## EXTRACTED ENTRIES

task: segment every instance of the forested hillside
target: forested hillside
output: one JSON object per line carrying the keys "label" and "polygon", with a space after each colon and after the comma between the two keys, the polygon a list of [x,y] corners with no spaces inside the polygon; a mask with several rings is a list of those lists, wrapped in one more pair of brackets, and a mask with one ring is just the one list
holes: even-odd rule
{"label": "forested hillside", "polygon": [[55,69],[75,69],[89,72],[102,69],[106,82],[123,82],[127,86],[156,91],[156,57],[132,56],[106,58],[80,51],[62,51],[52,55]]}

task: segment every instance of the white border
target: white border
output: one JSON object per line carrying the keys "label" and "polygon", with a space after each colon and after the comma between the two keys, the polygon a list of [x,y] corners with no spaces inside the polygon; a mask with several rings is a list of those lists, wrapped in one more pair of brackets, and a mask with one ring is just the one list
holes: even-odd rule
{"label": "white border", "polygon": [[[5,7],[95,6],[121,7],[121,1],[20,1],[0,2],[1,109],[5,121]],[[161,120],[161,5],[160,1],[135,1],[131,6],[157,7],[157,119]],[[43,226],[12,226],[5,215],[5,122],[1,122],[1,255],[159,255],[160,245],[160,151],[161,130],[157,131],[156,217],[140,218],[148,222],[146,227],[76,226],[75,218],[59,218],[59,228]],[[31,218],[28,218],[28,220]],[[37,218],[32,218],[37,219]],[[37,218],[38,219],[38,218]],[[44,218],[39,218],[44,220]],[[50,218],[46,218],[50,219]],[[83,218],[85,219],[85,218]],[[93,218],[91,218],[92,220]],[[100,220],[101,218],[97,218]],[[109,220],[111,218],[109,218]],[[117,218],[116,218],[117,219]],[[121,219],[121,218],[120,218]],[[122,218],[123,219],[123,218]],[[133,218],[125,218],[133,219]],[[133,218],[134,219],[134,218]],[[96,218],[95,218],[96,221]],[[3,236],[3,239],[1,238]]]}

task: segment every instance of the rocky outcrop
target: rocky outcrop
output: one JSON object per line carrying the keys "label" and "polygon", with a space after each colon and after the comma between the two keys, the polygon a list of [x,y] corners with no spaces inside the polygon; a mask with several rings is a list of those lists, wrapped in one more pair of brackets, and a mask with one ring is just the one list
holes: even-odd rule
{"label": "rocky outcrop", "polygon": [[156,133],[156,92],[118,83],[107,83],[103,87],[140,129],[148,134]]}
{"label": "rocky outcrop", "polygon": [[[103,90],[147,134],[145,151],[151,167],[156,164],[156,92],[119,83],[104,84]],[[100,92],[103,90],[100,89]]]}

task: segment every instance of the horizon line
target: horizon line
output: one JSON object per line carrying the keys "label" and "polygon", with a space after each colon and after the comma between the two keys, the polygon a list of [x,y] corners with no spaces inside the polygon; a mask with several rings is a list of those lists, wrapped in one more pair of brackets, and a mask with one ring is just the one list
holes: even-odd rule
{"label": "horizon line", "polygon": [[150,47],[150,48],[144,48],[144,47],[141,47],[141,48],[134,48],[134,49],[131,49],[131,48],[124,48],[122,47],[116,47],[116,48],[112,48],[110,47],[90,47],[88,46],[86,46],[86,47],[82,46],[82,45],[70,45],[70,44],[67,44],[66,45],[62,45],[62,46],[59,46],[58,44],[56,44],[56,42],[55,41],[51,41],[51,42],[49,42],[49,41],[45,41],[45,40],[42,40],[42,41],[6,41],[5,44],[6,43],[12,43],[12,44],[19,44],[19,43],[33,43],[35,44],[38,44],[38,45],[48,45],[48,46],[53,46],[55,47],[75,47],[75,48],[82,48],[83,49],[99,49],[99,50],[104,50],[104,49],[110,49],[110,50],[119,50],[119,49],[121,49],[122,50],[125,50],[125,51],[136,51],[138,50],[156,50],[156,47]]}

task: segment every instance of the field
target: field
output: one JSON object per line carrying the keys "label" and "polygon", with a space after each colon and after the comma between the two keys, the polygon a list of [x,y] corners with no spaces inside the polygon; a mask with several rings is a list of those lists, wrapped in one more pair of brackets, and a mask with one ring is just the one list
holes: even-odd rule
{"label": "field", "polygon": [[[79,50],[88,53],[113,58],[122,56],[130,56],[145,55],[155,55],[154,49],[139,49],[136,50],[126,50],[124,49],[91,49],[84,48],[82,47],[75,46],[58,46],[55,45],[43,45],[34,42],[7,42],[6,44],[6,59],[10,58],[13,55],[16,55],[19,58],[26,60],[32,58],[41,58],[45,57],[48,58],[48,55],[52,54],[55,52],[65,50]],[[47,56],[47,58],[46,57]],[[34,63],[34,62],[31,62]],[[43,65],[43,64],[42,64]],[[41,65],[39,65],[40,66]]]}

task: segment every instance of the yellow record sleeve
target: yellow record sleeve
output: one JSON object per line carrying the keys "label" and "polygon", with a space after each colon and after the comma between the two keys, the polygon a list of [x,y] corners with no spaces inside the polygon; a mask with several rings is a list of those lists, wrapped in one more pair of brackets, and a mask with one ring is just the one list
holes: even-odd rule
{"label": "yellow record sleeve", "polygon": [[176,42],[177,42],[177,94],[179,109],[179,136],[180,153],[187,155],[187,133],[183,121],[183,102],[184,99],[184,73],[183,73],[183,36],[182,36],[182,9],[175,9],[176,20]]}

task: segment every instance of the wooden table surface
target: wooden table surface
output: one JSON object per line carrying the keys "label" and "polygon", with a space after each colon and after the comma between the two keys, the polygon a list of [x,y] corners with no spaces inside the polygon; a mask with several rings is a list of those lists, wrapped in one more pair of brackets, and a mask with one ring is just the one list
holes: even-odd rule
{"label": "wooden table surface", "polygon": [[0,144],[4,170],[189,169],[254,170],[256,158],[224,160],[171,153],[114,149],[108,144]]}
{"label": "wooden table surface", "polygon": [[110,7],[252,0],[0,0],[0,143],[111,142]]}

## WRITTEN TASK
Can you reproduce all of the records above line for line, without changing a single character?

## SOLUTION
task: segment every instance of the forested hillside
target: forested hillside
output: one JSON object per line carrying the keys "label" and "polygon", with a space after each colon and after the comma between the two keys, the polygon a list of [x,y] corners with no spaces inside the polygon; a mask with several rings is a list of those lists, wrapped in one more pair of brackets, and a mask with one ring is just the one list
holes: even-odd rule
{"label": "forested hillside", "polygon": [[55,69],[75,69],[89,72],[102,69],[106,82],[123,82],[127,86],[156,91],[156,57],[132,56],[106,58],[80,51],[62,51],[52,55]]}

task: segment every instance of the white border
target: white border
output: one JSON object per line carrying the keys "label" and "polygon", with a space after each colon and after the comma between the two keys, the polygon a list of [x,y] corners with no spaces inside the polygon; a mask with several rings is a list of those lists, wrapped in one more pair of brackets, and a mask with one ring is just the one list
holes: even-odd rule
{"label": "white border", "polygon": [[[5,7],[95,6],[121,7],[121,1],[20,1],[0,2],[1,109],[5,121]],[[161,120],[161,5],[160,1],[135,1],[131,6],[157,7],[157,119]],[[43,226],[12,226],[5,215],[5,122],[1,122],[1,255],[159,255],[160,245],[160,151],[161,130],[157,131],[156,217],[140,218],[148,222],[146,227],[76,226],[75,218],[59,218],[59,228]],[[31,218],[28,218],[28,220]],[[37,218],[32,218],[37,219]],[[37,218],[38,219],[38,218]],[[44,218],[39,218],[44,220]],[[50,218],[46,218],[50,219]],[[83,218],[85,219],[85,218]],[[93,218],[91,218],[92,220]],[[100,220],[101,218],[97,218]],[[109,220],[111,218],[109,218]],[[117,218],[116,218],[117,219]],[[121,219],[121,218],[120,218]],[[122,218],[123,219],[123,218]],[[133,218],[125,218],[133,219]],[[133,218],[134,219],[134,218]],[[96,218],[95,218],[96,221]],[[3,236],[3,239],[1,238]]]}

task: segment every instance of the rocky outcrop
target: rocky outcrop
output: one JSON object per line carrying the keys "label" and "polygon", with a space after each colon and after the comma between the two keys, the polygon a list of [x,y] corners with no spaces inside the polygon; a mask with several rings is a list of those lists, wrapped in one more pair of brackets, and a mask with one ring is just the one list
holes: even-odd rule
{"label": "rocky outcrop", "polygon": [[156,133],[156,92],[118,83],[107,83],[103,87],[140,129],[148,134]]}
{"label": "rocky outcrop", "polygon": [[[103,90],[147,134],[145,151],[151,167],[156,164],[156,92],[119,83],[104,84]],[[100,92],[103,90],[100,89]]]}

task: segment every instance of the horizon line
target: horizon line
output: one JSON object per line carrying the keys "label" and "polygon", with a space after each colon and after the comma between the two keys, the polygon a list of [x,y] corners with no spaces inside the polygon; a mask with several rings is a list of those lists, wrapped in one more pair of brackets, and a mask with one ring is just the one list
holes: even-odd rule
{"label": "horizon line", "polygon": [[150,47],[150,48],[144,48],[144,47],[141,47],[141,48],[134,48],[134,49],[131,49],[131,48],[124,48],[122,47],[116,47],[116,48],[112,48],[110,47],[90,47],[88,46],[86,46],[86,47],[82,46],[82,45],[70,45],[70,44],[67,44],[66,45],[62,45],[62,46],[59,46],[58,44],[56,44],[56,42],[55,41],[51,41],[51,42],[49,42],[49,41],[45,41],[45,40],[42,40],[42,41],[6,41],[5,44],[6,43],[12,43],[12,44],[19,44],[19,43],[33,43],[35,44],[38,44],[38,45],[48,45],[48,46],[53,46],[55,47],[75,47],[75,48],[82,48],[83,49],[99,49],[99,50],[104,50],[104,49],[110,49],[110,50],[119,50],[119,49],[121,49],[122,50],[125,50],[125,51],[136,51],[138,50],[156,50],[156,47]]}

task: segment every instance of the field
target: field
output: one JSON object per line carrying the keys "label" and "polygon", with a space after each colon and after the comma between the two keys, the polygon a list of [x,y] corners with no spaces inside the polygon; a mask with several rings is a list of those lists, wrapped in one more pair of brackets, and a mask with one ring is just the one list
holes: even-odd rule
{"label": "field", "polygon": [[[79,50],[88,53],[113,58],[122,56],[130,56],[145,55],[155,55],[154,49],[139,49],[136,50],[126,50],[124,49],[91,49],[84,48],[82,47],[75,46],[58,46],[55,45],[43,45],[34,42],[7,42],[6,44],[6,59],[10,58],[13,55],[16,55],[19,58],[26,60],[32,58],[41,58],[45,57],[48,58],[48,55],[52,54],[55,52],[65,50]],[[47,56],[47,58],[46,57]],[[34,63],[34,62],[31,62]],[[43,65],[43,64],[42,64]],[[41,65],[39,65],[40,66]]]}

task: segment every instance of the yellow record sleeve
target: yellow record sleeve
output: one JSON object per line carrying the keys "label" and "polygon", with a space after each colon and after the comma between the two keys, the polygon a list of [x,y] corners with no spaces inside the polygon; a mask with several rings is a list of those lists, wrapped in one more pair of brackets, and a mask with one ring is just the one list
holes: even-odd rule
{"label": "yellow record sleeve", "polygon": [[176,42],[177,42],[177,94],[179,109],[179,136],[180,153],[187,155],[187,133],[183,121],[183,102],[184,99],[184,73],[183,73],[183,36],[182,36],[182,9],[175,9],[176,20]]}

task: segment every instance of the wooden table surface
target: wooden table surface
output: one JSON object per line carrying the keys "label" and "polygon", with a space after each colon and after the comma between the two keys, the polygon a list of [x,y] corners with no spaces inside the polygon; a mask with several rings is a list of those lists, wrapped in one more pair of brackets, and a mask with one ring is just the one list
holes: even-odd rule
{"label": "wooden table surface", "polygon": [[0,144],[4,170],[189,169],[254,170],[256,158],[224,160],[171,153],[114,149],[108,144]]}
{"label": "wooden table surface", "polygon": [[110,7],[252,0],[0,0],[0,143],[111,142]]}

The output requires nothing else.